● **WORK REQUEST 1**
For each statement below, decide whether it agrees with the passage on radiation weighting factors, answering yes or no and quoting the deciding words of the passage exactly. (a) Equivalent dose is measured in sieverts rather than in gray. (b) All organs are equally radiosensitive. (c) The gonads are given a relatively low weight.
● **WORK REQUEST 2**
Quote the passage on radiation weighting factors below word for word, starting with "Patients may be" and going on through "the radiation dose.".

The need to have these radiation weighting factors is described in the description of LET and RBE. As different types of radiation have varying biological effects even if the radiation dose is the same.
The relative weighting that converts from Absorbed Dose to Effective Dose are given in this table.
Radiation Type | Radiation Weighting Factor (WR) (ICRP 2007) |
---|---|
Photons (x-rays) | 1 |
Electrons | 1 |
Protons | 1 |
Alpha particles | 20 |
Neutrons | Energy Dependent |
Luckily for those of us who are primarily concerned with x-ray radiography and CT the conversion is very easy since the weighting factor is 1.0. So the Absorbed dose and the Equivalent Dose will have the same value but with different units.
When the dose has been converted to Equivalent dose it is measured in Sieverts (Sv) rather than in Gray(Gy).
Patients may be exposed to other types of radiation with different relative bioliogical impact, for example, alpha radiation, will have more sever effects given the same radiation dose. Thus, the need to track the Equivalent Dose in addition to the physical unit of the Absorbed Dose.
One final weighting which will be discussed in the next section is to account for which body parts have been irradiated in reporting the radiation dose.
Effective Dose
Not all organs are equally radiosensitive and a means is needed to account for this varied radio sensitivity across organ and tissue types. For instance hereditary effects [add link to header in radiation biology] are only possible in the gonads when germline cells receive radiation damage so a relatively high weight is given to the gonads.

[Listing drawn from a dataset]
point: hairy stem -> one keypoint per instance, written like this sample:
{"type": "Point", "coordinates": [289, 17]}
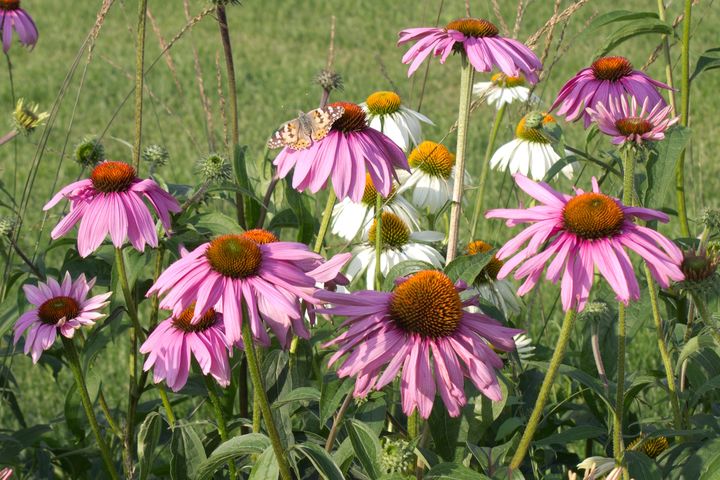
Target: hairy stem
{"type": "Point", "coordinates": [74, 361]}
{"type": "Point", "coordinates": [139, 79]}
{"type": "Point", "coordinates": [467, 73]}
{"type": "Point", "coordinates": [327, 214]}
{"type": "Point", "coordinates": [485, 168]}
{"type": "Point", "coordinates": [553, 368]}
{"type": "Point", "coordinates": [254, 368]}
{"type": "Point", "coordinates": [684, 113]}
{"type": "Point", "coordinates": [222, 426]}
{"type": "Point", "coordinates": [337, 421]}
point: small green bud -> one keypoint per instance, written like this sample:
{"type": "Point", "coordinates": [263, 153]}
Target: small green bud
{"type": "Point", "coordinates": [89, 152]}
{"type": "Point", "coordinates": [156, 155]}
{"type": "Point", "coordinates": [214, 168]}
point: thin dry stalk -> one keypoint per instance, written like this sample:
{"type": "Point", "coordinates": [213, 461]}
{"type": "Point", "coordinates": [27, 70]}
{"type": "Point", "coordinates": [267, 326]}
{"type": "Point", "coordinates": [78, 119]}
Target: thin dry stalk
{"type": "Point", "coordinates": [532, 40]}
{"type": "Point", "coordinates": [223, 103]}
{"type": "Point", "coordinates": [163, 45]}
{"type": "Point", "coordinates": [498, 15]}
{"type": "Point", "coordinates": [519, 17]}
{"type": "Point", "coordinates": [209, 127]}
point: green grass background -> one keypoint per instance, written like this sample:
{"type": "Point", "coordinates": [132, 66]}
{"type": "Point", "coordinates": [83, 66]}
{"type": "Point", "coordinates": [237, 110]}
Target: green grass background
{"type": "Point", "coordinates": [279, 46]}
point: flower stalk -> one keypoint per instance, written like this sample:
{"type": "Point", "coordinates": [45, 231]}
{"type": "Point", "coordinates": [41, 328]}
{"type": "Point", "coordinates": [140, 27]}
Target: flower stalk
{"type": "Point", "coordinates": [139, 79]}
{"type": "Point", "coordinates": [485, 169]}
{"type": "Point", "coordinates": [74, 361]}
{"type": "Point", "coordinates": [261, 398]}
{"type": "Point", "coordinates": [684, 113]}
{"type": "Point", "coordinates": [467, 73]}
{"type": "Point", "coordinates": [547, 384]}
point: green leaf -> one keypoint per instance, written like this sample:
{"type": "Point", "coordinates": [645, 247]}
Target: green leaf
{"type": "Point", "coordinates": [693, 346]}
{"type": "Point", "coordinates": [148, 438]}
{"type": "Point", "coordinates": [366, 445]}
{"type": "Point", "coordinates": [252, 443]}
{"type": "Point", "coordinates": [453, 471]}
{"type": "Point", "coordinates": [404, 269]}
{"type": "Point", "coordinates": [301, 394]}
{"type": "Point", "coordinates": [709, 60]}
{"type": "Point", "coordinates": [580, 432]}
{"type": "Point", "coordinates": [187, 452]}
{"type": "Point", "coordinates": [321, 460]}
{"type": "Point", "coordinates": [266, 467]}
{"type": "Point", "coordinates": [468, 267]}
{"type": "Point", "coordinates": [661, 167]}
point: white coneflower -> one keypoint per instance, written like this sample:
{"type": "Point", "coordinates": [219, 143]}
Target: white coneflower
{"type": "Point", "coordinates": [398, 245]}
{"type": "Point", "coordinates": [531, 152]}
{"type": "Point", "coordinates": [387, 114]}
{"type": "Point", "coordinates": [433, 176]}
{"type": "Point", "coordinates": [504, 90]}
{"type": "Point", "coordinates": [349, 218]}
{"type": "Point", "coordinates": [500, 293]}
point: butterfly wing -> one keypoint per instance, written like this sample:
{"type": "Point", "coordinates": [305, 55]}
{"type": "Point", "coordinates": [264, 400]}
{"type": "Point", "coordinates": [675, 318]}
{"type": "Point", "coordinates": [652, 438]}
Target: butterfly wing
{"type": "Point", "coordinates": [290, 134]}
{"type": "Point", "coordinates": [322, 119]}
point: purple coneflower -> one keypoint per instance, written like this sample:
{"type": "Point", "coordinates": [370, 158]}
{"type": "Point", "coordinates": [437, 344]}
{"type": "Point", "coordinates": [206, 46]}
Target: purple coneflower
{"type": "Point", "coordinates": [607, 77]}
{"type": "Point", "coordinates": [423, 329]}
{"type": "Point", "coordinates": [584, 231]}
{"type": "Point", "coordinates": [172, 344]}
{"type": "Point", "coordinates": [624, 123]}
{"type": "Point", "coordinates": [344, 156]}
{"type": "Point", "coordinates": [269, 277]}
{"type": "Point", "coordinates": [111, 201]}
{"type": "Point", "coordinates": [59, 308]}
{"type": "Point", "coordinates": [12, 17]}
{"type": "Point", "coordinates": [485, 49]}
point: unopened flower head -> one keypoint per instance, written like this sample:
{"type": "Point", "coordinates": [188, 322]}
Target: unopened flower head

● **WRITTEN SOLUTION 1**
(a) Yes: "When the dose has been converted to Equivalent dose it is measured in Sieverts (Sv) rather than in Gray(Gy)."
(b) No: "Not all organs are equally radiosensitive"
(c) No: "so a relatively high weight is given to the gonads."

● **WRITTEN SOLUTION 2**
Patients may be exposed to other types of radiation with different relative bioliogical impact, for example, alpha radiation, will have more sever effects given the same radiation dose. Thus, the need to track the Equivalent Dose in addition to the physical unit of the Absorbed Dose.
One final weighting which will be discussed in the next section is to account for which body parts have been irradiated in reporting the radiation dose.